Given entries:

★ ★ ★ ★

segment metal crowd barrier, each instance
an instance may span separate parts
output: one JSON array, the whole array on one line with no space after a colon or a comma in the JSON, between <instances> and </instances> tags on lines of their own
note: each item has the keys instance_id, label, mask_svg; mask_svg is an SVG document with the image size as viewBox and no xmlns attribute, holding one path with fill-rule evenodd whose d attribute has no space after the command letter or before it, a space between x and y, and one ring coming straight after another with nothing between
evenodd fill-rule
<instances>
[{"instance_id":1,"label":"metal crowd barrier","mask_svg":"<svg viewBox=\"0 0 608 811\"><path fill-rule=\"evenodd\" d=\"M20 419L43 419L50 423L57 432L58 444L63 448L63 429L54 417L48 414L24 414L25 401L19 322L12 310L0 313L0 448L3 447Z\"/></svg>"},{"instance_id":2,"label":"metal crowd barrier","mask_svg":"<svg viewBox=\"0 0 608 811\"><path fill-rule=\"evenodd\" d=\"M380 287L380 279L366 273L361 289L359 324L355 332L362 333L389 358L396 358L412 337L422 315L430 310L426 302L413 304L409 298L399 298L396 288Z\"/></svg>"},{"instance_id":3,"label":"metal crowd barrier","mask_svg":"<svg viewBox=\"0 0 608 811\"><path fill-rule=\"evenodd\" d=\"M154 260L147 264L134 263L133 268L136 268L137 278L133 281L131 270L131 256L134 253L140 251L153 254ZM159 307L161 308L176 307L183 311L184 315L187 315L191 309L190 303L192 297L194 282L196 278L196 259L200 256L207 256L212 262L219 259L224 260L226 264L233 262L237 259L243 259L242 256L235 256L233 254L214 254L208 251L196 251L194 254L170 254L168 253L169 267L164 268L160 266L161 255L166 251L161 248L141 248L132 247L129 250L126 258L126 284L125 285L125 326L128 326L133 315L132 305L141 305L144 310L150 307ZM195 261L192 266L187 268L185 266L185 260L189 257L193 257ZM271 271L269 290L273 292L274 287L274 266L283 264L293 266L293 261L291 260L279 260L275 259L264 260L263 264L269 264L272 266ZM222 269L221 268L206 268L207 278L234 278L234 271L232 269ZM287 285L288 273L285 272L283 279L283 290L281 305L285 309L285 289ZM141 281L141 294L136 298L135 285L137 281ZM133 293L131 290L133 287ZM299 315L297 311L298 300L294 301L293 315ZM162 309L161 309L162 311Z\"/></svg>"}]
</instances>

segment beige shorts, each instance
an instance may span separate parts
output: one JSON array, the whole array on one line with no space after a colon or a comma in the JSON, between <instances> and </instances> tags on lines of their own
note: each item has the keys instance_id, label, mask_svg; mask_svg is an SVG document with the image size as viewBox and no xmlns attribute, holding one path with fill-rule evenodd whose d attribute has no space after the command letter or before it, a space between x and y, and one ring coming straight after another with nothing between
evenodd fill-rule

★ ★ ★ ★

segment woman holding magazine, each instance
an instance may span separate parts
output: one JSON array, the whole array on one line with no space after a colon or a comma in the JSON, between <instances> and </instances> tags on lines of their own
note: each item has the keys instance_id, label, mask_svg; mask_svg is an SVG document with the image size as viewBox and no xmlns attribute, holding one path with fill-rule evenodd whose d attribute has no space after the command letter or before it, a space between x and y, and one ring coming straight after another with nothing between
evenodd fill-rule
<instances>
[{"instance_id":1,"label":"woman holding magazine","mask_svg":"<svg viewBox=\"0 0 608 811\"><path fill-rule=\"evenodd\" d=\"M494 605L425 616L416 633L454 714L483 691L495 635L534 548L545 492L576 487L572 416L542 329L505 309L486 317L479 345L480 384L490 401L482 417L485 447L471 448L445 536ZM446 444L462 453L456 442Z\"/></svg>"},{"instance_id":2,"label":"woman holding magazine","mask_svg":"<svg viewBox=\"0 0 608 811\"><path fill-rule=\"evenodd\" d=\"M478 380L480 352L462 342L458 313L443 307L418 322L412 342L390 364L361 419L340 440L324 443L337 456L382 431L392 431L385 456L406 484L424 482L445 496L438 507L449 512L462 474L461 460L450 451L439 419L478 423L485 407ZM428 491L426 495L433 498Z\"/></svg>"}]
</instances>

★ ★ ★ ★

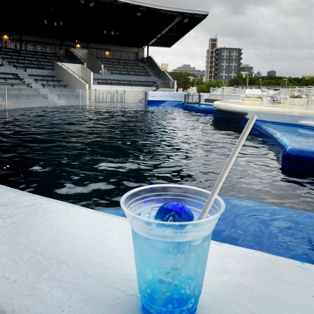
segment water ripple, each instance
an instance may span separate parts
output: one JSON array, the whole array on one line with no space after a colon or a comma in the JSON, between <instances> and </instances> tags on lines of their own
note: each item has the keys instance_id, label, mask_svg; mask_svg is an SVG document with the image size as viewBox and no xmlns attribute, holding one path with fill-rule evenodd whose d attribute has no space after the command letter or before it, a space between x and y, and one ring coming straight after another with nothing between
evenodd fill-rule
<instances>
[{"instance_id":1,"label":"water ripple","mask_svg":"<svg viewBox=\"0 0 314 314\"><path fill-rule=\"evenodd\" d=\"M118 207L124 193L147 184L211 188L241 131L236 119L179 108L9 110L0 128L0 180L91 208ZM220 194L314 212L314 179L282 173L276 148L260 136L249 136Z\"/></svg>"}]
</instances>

★ ★ ★ ★

Problem requirements:
Gather each line of the records that contains the word "woman", and copy those lines out in full.

The solution:
segment woman holding magazine, each instance
[{"instance_id":1,"label":"woman holding magazine","mask_svg":"<svg viewBox=\"0 0 608 811\"><path fill-rule=\"evenodd\" d=\"M494 605L425 616L416 633L454 714L483 691L495 635L534 548L545 492L576 487L572 416L542 329L505 309L486 317L479 345L480 384L490 401L482 417L485 447L471 448L445 536ZM446 444L462 453L456 442Z\"/></svg>"},{"instance_id":2,"label":"woman holding magazine","mask_svg":"<svg viewBox=\"0 0 608 811\"><path fill-rule=\"evenodd\" d=\"M478 380L480 352L462 342L458 313L443 307L418 322L412 342L390 364L361 419L340 440L324 443L337 456L382 431L392 431L385 456L406 484L424 482L445 496L438 507L449 512L462 474L461 460L450 451L439 419L478 423L485 407ZM428 491L426 495L433 498Z\"/></svg>"}]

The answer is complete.